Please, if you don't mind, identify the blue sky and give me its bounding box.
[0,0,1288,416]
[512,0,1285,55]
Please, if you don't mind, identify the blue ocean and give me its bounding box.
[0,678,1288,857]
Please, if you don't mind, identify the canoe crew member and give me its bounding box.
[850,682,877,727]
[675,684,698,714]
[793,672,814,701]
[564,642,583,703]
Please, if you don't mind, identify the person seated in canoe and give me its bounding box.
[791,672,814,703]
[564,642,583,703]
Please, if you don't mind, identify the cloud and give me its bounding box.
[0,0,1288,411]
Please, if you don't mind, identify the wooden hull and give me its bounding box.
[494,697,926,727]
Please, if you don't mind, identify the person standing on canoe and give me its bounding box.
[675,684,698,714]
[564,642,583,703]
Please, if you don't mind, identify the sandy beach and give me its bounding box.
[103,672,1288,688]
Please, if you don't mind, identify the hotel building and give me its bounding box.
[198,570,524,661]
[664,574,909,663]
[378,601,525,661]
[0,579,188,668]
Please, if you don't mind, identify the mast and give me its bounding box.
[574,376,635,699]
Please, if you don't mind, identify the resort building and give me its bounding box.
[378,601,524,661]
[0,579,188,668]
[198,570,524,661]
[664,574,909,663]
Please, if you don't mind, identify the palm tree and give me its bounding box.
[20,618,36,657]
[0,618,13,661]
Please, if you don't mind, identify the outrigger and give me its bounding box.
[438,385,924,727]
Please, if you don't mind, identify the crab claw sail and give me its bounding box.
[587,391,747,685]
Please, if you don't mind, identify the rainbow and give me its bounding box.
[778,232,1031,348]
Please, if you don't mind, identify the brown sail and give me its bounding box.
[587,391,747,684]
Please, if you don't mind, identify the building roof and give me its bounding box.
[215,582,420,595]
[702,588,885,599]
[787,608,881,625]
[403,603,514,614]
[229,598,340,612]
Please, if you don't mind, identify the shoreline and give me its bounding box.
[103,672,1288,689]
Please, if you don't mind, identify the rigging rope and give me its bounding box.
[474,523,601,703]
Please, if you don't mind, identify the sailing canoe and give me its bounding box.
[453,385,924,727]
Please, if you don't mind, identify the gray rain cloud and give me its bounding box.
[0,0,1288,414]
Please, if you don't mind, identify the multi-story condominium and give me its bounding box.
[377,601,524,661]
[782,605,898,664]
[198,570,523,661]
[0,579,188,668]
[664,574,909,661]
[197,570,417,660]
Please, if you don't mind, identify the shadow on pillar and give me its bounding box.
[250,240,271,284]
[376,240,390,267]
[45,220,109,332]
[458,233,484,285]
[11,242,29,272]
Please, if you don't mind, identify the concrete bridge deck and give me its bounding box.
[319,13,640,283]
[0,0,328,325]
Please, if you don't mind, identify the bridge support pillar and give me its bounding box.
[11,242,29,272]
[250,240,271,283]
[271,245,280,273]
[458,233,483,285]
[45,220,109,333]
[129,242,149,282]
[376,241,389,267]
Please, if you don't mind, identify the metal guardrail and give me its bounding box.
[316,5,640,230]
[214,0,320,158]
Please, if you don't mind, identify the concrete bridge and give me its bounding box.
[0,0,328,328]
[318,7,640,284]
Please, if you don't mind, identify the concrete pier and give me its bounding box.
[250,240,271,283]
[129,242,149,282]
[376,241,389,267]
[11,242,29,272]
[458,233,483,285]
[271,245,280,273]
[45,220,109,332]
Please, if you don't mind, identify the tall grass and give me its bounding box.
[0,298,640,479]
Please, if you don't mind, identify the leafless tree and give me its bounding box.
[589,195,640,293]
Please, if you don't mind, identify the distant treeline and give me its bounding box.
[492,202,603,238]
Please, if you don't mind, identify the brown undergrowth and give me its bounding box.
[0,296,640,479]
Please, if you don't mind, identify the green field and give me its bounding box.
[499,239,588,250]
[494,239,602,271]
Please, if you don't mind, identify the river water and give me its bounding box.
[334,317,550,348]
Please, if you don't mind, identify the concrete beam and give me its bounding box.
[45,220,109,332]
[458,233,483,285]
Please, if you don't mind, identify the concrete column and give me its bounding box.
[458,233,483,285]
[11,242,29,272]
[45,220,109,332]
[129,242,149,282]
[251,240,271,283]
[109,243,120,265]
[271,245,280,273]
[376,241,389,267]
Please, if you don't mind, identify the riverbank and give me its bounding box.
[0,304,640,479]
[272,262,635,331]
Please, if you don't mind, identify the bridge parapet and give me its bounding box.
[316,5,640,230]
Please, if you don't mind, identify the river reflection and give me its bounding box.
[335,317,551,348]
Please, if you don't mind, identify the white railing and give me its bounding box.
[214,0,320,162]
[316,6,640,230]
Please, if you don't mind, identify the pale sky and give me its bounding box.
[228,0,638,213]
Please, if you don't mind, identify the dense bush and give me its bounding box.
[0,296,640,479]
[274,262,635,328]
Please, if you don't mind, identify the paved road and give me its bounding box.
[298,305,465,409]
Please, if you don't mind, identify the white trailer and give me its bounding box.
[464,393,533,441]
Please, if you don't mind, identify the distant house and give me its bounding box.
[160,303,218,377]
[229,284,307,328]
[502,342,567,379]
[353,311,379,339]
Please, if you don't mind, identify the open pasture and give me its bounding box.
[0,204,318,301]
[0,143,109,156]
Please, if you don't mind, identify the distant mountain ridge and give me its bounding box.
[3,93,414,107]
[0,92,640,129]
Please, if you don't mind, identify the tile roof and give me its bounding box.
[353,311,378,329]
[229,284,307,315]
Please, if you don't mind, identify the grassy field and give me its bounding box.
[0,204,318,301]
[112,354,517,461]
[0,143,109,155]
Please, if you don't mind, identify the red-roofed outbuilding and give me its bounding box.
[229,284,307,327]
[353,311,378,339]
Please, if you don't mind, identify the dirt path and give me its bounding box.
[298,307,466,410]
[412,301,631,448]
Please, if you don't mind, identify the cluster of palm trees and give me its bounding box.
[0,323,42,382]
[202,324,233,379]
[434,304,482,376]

· · · · ·

→ Your objective:
Set all the rows above into a Markdown table with the columns Number and Line. Give each line its own number and leave out blank lines.

→ The completed task:
| Number | Line |
|---|---|
| 1 | Please, if you don't mind, identify the blue sky and give me its bounding box. |
| 2 | [0,0,1288,416] |
| 3 | [512,0,1285,55] |
| 4 | Please, if you don't mind, identify the blue ocean and give me its bounding box. |
| 5 | [0,678,1288,857] |
| 6 | Please, if you don't mind, identify the canoe crew member and give me its bounding box. |
| 7 | [850,682,877,727] |
| 8 | [675,684,698,714] |
| 9 | [793,672,814,701] |
| 10 | [564,642,583,703] |
| 11 | Please, if you don't mind, identify the person seated in canoe and give me its bounding box. |
| 12 | [791,672,814,703] |
| 13 | [564,642,583,703] |
| 14 | Please, if you don't mind, identify the cloud and give me its bounding box. |
| 15 | [0,0,1288,411] |
| 16 | Please, if you don't mind, identify the wooden hull and give me its bounding box. |
| 17 | [494,697,926,727] |
| 18 | Please, if you don't mind, identify the person standing on canoe and give me its bounding box. |
| 19 | [675,684,698,714] |
| 20 | [564,642,583,703] |
| 21 | Please, if you don't mind, identify the sandy beach and give me its bounding box. |
| 22 | [103,672,1288,688] |
| 23 | Please, if you don't mind, identify the hotel building and give me its bounding box. |
| 24 | [198,570,524,661] |
| 25 | [664,574,909,663] |
| 26 | [378,601,525,661] |
| 27 | [0,579,188,668] |
| 28 | Please, if you don't mind, identify the mast and give me its bounding box. |
| 29 | [574,376,635,699] |
| 30 | Please, if you don't mind, identify the resort building and give me its bounding box. |
| 31 | [378,601,524,661] |
| 32 | [0,579,188,668] |
| 33 | [198,570,524,661] |
| 34 | [664,574,909,663] |
| 35 | Please, if you don't mind, identify the palm tree and give me its bounding box. |
| 36 | [20,618,36,657] |
| 37 | [0,618,13,661] |
| 38 | Please, if you don't mind, identify the outrigger and give me its bounding box. |
| 39 | [438,385,924,727] |
| 40 | Please, if you don't mind, identify the crab claw sail and give me its bounding box. |
| 41 | [587,391,747,685] |
| 42 | Please, if you don't mind, identify the rainbow and give me its bounding box. |
| 43 | [778,232,1031,348] |
| 44 | Please, if you don't mind, identify the brown sail and give me its bounding box. |
| 45 | [587,391,747,684] |
| 46 | Please, if you don't mind, identify the building roof and give me its bounding box. |
| 47 | [215,582,420,595] |
| 48 | [702,588,885,599] |
| 49 | [787,608,881,625] |
| 50 | [403,603,514,614] |
| 51 | [229,598,340,612] |
| 52 | Please, if you don't mind, identify the shoreline and give me its bounding box. |
| 53 | [103,672,1288,689] |
| 54 | Please, if you don't mind, identify the rigging rope and give me its bounding box. |
| 55 | [474,523,601,703] |
| 56 | Please, if you don't mind, identify the sailing canoe and give me its bounding box. |
| 57 | [453,385,924,727] |
| 58 | Please, if you don't mind, identify the gray rain cloud and give me its bounding box. |
| 59 | [0,0,1288,414] |
| 60 | Please, if you don't mind, identify the multi-story condominium and give me its bounding box. |
| 61 | [377,601,524,661] |
| 62 | [782,605,898,664] |
| 63 | [198,570,523,661] |
| 64 | [0,579,188,668] |
| 65 | [664,574,909,661] |
| 66 | [197,570,417,660] |
| 67 | Please, if you don't mind, identify the shadow on pillar and give me its bounding box. |
| 68 | [250,240,271,284] |
| 69 | [376,240,390,267] |
| 70 | [45,220,109,332] |
| 71 | [458,233,484,285] |
| 72 | [11,242,29,272] |
| 73 | Please, if you don't mind, identify the concrete bridge deck and give me its bounding box. |
| 74 | [319,13,640,283] |
| 75 | [0,0,328,325] |
| 76 | Please, if you don't mind, identify the bridge support pillar and give me its bounding box. |
| 77 | [11,242,29,272] |
| 78 | [250,240,271,283] |
| 79 | [271,245,280,273] |
| 80 | [458,233,483,285] |
| 81 | [45,220,109,333] |
| 82 | [129,242,149,282] |
| 83 | [376,241,389,267] |
| 84 | Please, if you don't mind, identify the metal guardrail and give me its bounding box. |
| 85 | [316,5,640,230] |
| 86 | [214,0,320,158] |
| 87 | Please, if you don't mind, identify the concrete bridge and give me its bounding box. |
| 88 | [0,0,328,328] |
| 89 | [318,7,640,284] |
| 90 | Please, if you don't mind, identify the concrete pier and give me its bounding box. |
| 91 | [250,240,271,283] |
| 92 | [129,242,149,282] |
| 93 | [376,241,389,267] |
| 94 | [11,242,29,272] |
| 95 | [458,233,483,285] |
| 96 | [271,245,280,273] |
| 97 | [45,220,109,332] |
| 98 | Please, if you don't mind, identify the tall grass and give me its bounding box. |
| 99 | [0,298,640,479] |
| 100 | Please, if you don't mind, identify the leafless tree and give me its bounding box. |
| 101 | [589,195,640,293] |
| 102 | Please, if you don't mind, identify the distant treeline and give me its bounding box. |
| 103 | [492,202,603,238] |
| 104 | Please, if you don't mind, identify the brown undergrowth and give me its bounding box. |
| 105 | [0,296,640,479] |
| 106 | Please, if you don't mind, identify the green field and give me its bounding box. |
| 107 | [499,239,588,250] |
| 108 | [494,239,602,271] |
| 109 | Please, if you don't mind, identify the river water and give me its bounding box. |
| 110 | [334,317,550,348] |
| 111 | Please, if you don't mind, identify the concrete beam and give me its bounding box. |
| 112 | [45,220,109,332] |
| 113 | [458,233,483,285] |
| 114 | Please, if you don't mind, identify the concrete column and give me its bounding box. |
| 115 | [458,233,483,285] |
| 116 | [11,242,29,272] |
| 117 | [45,220,109,332] |
| 118 | [129,242,149,282] |
| 119 | [251,240,271,283] |
| 120 | [109,243,120,265] |
| 121 | [271,245,280,273] |
| 122 | [376,241,389,267] |
| 123 | Please, if you don't mind, identify the riverbank and give me its bounding box. |
| 124 | [0,304,640,479] |
| 125 | [272,262,635,331] |
| 126 | Please, if you don't mind, identify the bridge parapet and give me its bounding box. |
| 127 | [316,5,640,230] |
| 128 | Please, if you don't mind, identify the river reflection and give me its bounding box. |
| 129 | [335,317,551,348] |
| 130 | Please, if you don't mind, identify the white railing and give me its bounding box. |
| 131 | [214,0,320,162] |
| 132 | [316,6,640,230] |
| 133 | Please, if you don't mind, identify the pale sky and give me its bounding box. |
| 134 | [228,0,638,213] |
| 135 | Please, if you don't mind, identify the dense bush and give me its bounding box. |
| 136 | [0,296,640,479] |
| 137 | [274,262,635,328] |
| 138 | Please, if you don't mind, identify the paved road and give me its bounding box. |
| 139 | [298,305,465,409] |
| 140 | Please, if you don't mind, identify the white trailer and give me its bounding box. |
| 141 | [464,393,533,441] |
| 142 | Please, if you don't mind, identify the distant house and give me its bounding box. |
| 143 | [160,303,218,377] |
| 144 | [229,284,307,328] |
| 145 | [502,342,567,379] |
| 146 | [353,311,379,339] |
| 147 | Please, if you don't mind, identify the open pasture and give me its bounding box. |
| 148 | [0,204,318,301] |
| 149 | [0,143,109,156] |
| 150 | Please, if you don't mind, identify the distant mountain ridge and give me its bounding box. |
| 151 | [3,93,414,107] |
| 152 | [0,92,640,129] |
| 153 | Please, if you don't mind, identify the tile roof and give me its bounding box. |
| 154 | [353,311,378,329] |
| 155 | [229,284,307,315] |
| 156 | Please, if you don't mind, identify the grassy field and give me its bounding box. |
| 157 | [0,204,318,301] |
| 158 | [112,354,517,461] |
| 159 | [0,143,109,155] |
| 160 | Please, if you don't mind, identify the red-roofed outbuilding and give me its bounding box. |
| 161 | [229,284,307,327] |
| 162 | [353,311,378,339] |
| 163 | Please, if you don't mind, identify the dirt path and give me its bounding box. |
| 164 | [298,307,466,410] |
| 165 | [412,301,631,448] |
| 166 | Please, if you don't mind, identify the cluster of palm trees and give me its bounding box. |
| 167 | [0,323,42,382] |
| 168 | [202,324,233,379] |
| 169 | [434,304,482,376] |